▸ WHAT TO DO
Transcribe each entry shown below with no difference from the original.
⟨
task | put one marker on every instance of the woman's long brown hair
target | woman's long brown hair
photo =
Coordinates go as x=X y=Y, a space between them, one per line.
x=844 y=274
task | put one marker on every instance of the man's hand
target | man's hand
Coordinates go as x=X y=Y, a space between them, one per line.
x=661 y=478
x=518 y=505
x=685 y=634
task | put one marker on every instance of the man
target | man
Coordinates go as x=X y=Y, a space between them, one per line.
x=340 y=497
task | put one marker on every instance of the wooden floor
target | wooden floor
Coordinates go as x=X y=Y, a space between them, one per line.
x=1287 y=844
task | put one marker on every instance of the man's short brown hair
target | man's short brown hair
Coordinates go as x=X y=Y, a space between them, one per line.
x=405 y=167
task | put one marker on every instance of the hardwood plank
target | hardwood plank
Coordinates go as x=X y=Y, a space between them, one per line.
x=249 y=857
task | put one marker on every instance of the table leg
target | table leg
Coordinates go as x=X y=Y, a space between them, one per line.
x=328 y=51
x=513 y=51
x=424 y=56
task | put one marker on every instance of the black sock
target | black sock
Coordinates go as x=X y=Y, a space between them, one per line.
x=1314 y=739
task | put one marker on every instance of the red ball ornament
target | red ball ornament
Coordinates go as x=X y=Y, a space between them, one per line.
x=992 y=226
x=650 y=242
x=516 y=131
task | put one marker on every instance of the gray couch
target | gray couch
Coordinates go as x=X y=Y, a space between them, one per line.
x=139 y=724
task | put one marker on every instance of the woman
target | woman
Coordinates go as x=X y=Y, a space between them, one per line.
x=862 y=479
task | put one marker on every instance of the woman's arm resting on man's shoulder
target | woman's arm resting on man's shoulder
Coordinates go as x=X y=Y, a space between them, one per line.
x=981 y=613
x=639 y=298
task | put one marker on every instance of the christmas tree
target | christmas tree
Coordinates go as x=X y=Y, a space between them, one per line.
⟩
▸ EXERCISE SOLUTION
task | put one marker on every instance of the woman's long brown hair
target | woman's long brown hair
photo =
Coordinates go as x=X y=Y, a space between them, one per line.
x=844 y=274
task | put one marker on every instance of the man's hand
target | man's hand
Coordinates go as x=X y=Y, a space between them, one per line.
x=661 y=478
x=518 y=505
x=685 y=634
task | put one marker on every instance of the man
target | man
Coordinates go as x=X y=Y, a space between them, one per line.
x=340 y=497
task | put one marker on every instance of the wooden floor
target | wooden floor
Coordinates go as x=X y=Y, a space between them, one per line.
x=1287 y=844
task | put one marker on every instance of the man's short brown hair
target | man's short brown hair
Coordinates go as x=X y=Y, a space between them, one per line.
x=405 y=167
task | put one marker on every instance of the hardwood plank
target | hardwood plank
Coordinates go as x=X y=Y, a space between them, one per line.
x=249 y=857
task | put one marker on every instance of the table leg
target | table leg
Coordinates go as x=X y=Y, a space between them, one per line.
x=328 y=51
x=513 y=51
x=424 y=56
task | put one marker on every instance of the black sock
target | black sock
Coordinates go as x=X y=Y, a space between them, one per line.
x=1314 y=739
task | put one marker on every instance of the red ball ornament
target | red ball ornament
Coordinates go as x=X y=Y, a space between them, one per line.
x=992 y=226
x=650 y=242
x=516 y=131
task | put one marker on every instance of the gray couch
target | gray couch
Coordinates go as x=X y=Y, a space between them, one per line.
x=139 y=724
task | put one marker on every instance of the woman
target | woman
Coordinates go as x=X y=Y, a space between them, one per line.
x=862 y=479
task | put one marker on every instance of the woman's arm resting on man's shoulder
target | woman's arm resting on man's shoulder
Coordinates go as x=X y=Y, a space between them, one per line.
x=981 y=613
x=639 y=298
task | put one marker on every instance of the christmas tree
target | christmas tree
Coordinates go as x=X y=Y, a space between them, one per line.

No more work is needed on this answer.